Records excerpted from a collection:
▼
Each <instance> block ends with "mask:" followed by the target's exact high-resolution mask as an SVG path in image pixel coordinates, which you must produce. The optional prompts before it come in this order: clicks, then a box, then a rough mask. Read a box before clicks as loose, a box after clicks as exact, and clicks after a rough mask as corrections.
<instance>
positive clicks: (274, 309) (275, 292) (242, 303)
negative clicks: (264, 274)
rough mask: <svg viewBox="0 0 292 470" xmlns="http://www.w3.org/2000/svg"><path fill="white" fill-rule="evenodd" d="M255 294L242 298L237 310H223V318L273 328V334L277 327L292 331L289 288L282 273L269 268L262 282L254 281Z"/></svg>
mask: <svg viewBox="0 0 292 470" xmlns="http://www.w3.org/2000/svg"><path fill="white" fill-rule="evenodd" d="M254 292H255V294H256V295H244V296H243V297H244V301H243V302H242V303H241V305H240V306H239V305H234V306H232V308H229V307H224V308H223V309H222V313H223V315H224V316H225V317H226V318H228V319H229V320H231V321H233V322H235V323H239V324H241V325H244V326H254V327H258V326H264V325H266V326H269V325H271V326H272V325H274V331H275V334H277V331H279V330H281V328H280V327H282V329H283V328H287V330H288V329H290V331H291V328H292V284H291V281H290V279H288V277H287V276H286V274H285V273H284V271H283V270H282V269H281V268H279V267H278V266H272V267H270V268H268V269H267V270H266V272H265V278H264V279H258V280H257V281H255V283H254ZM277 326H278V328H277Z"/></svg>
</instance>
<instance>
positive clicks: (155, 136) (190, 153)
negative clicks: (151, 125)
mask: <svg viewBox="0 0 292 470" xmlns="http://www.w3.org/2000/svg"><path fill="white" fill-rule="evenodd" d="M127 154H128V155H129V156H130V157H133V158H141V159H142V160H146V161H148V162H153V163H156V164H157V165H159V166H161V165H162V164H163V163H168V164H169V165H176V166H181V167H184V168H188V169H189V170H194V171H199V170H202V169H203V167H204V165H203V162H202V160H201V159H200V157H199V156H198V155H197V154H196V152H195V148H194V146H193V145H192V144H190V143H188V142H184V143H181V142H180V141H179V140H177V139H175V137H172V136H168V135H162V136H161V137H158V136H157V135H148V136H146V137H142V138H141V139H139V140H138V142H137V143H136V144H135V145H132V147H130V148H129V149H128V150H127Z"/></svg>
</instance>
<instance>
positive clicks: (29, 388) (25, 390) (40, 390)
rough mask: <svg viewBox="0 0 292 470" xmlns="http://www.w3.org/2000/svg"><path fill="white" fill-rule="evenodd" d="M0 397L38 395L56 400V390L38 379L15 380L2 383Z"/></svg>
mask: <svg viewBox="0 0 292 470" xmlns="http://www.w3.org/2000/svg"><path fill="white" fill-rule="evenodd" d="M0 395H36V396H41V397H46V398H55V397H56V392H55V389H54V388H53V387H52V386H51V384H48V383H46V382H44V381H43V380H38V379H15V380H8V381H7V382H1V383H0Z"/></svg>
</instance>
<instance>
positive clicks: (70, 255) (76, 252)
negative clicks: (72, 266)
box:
▲
Convert the lines of the material from its start through the line containing "294L242 298L237 310H223V318L273", inclusive, into a Markdown table with the columns Row and Line, omitting blank lines.

| Row | Line |
|---|---|
| 1 | Each <instance> block ends with "mask:" followed by the target's exact high-resolution mask as an SVG path in image pixel coordinates, which you must produce. The optional prompts before it come in this order: clicks, then a box, then a rough mask. Read a box before clicks as loose, a box after clicks as exact, and clicks after a rough mask as corrections. |
| 2 | <instance> |
| 3 | positive clicks: (274, 309) (275, 292) (242, 303) |
| 4 | negative clicks: (264, 274) |
| 5 | rough mask: <svg viewBox="0 0 292 470" xmlns="http://www.w3.org/2000/svg"><path fill="white" fill-rule="evenodd" d="M255 294L242 298L237 310H223V318L273 328V334L277 327L292 331L289 288L282 273L269 268L262 282L254 281Z"/></svg> |